This loathsome practice has contributed to the demise of Bear Stearns, Merrill Lynch, Washington Mutual, IndyMac, Lehman Brothers, and AIG. Its practitioners presume to sell stock in these companies without ever obtaining that stock. They then drive down the stock price, often without ever delivering a single stock certificate. The companies collapse -- not from any balance sheet problems -- but from these phantom trades of non-existent stock. It is even happening in commodities such as gold and precious metals, where people are selling ownership certificates without ever having the gold to back it, and the buyer is none the wiser unless he tries to claim the actual gold. As these problems converge now, they have the very real potential of utterly obliterating our economy and the value of the dollar itself.

Does it surprise you that this corruption has grown so large? It should not. Congress has done nothing but encourage it. Congress repealed of the Glass-Steagall Act in 1999, which allowed for the sale of mortgage backed securities and blurred the line between lenders and investors. They passed Sarbanes-Oxley in 2001, along with mark to market accounting. The hastily crafted Act required hugely expensive accounting processes that did little but drive small business out of public trading while doing nothing to curtail corruption in larger institutions. Mark to market accounting also forced assets to be valued at the last sale of similar type whether or not that sale was representative of the asset in hand, thus skewing valuation. Our government then lifted the leverage rules in 2004. Previously, banks were limited to a ratio of 12:1 debts to assets. With the lifted rules, they ballooned into 40:1 ratios or higher. Next, despite Regulation SHO prohibiting naked short selling the SEC has never enforced it, and even gone so far as to falsify reports playing down the dangers of the practice. Finally, let us not forget all the inflationary tinkering the Fed did to prevent any real adjustment in the market that could have purged these problems before they became behemoths.

__Requirement A__.
In the passage on financial corruption, what debt-to-assets ratio were banks limited to before the leverage rules were lifted in 2004?
The entries below are unrelated to the passage on financial corruption.

__Data listing__.
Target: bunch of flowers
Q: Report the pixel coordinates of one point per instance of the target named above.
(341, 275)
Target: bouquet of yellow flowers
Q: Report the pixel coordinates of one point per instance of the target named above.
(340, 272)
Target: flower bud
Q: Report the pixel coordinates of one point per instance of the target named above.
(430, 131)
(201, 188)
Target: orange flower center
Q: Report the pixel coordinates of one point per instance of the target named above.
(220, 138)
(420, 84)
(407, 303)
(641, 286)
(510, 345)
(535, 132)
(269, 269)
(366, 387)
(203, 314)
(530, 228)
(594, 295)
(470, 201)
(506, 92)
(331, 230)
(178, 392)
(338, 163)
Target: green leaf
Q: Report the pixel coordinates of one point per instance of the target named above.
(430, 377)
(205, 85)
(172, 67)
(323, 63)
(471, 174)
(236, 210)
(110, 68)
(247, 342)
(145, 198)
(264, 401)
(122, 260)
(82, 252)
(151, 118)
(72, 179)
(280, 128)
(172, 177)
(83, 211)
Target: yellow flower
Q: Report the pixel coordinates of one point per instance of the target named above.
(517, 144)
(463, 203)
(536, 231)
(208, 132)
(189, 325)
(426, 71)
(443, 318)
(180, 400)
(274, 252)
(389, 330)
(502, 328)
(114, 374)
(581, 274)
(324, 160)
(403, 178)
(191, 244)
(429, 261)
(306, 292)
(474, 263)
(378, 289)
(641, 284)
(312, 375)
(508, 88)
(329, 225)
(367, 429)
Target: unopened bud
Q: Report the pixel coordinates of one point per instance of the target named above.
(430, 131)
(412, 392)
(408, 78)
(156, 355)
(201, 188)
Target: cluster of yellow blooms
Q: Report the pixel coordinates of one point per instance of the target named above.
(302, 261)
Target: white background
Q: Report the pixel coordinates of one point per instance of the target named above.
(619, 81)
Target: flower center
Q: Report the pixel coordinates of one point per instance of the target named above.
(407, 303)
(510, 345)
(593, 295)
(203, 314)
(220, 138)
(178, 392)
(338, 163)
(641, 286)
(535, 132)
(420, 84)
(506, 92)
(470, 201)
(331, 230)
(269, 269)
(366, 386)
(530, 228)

__Requirement B__.
Quote the stretch of the entries from the line containing "Target: flower center" through the end of the entries.

__Complete answer A__.
12:1

__Complete answer B__.
Target: flower center
Q: Report the pixel coordinates of one point per instance of the target named above.
(407, 303)
(510, 345)
(593, 295)
(203, 314)
(220, 138)
(178, 392)
(338, 163)
(641, 286)
(535, 132)
(420, 84)
(506, 92)
(470, 201)
(331, 230)
(269, 269)
(366, 386)
(530, 228)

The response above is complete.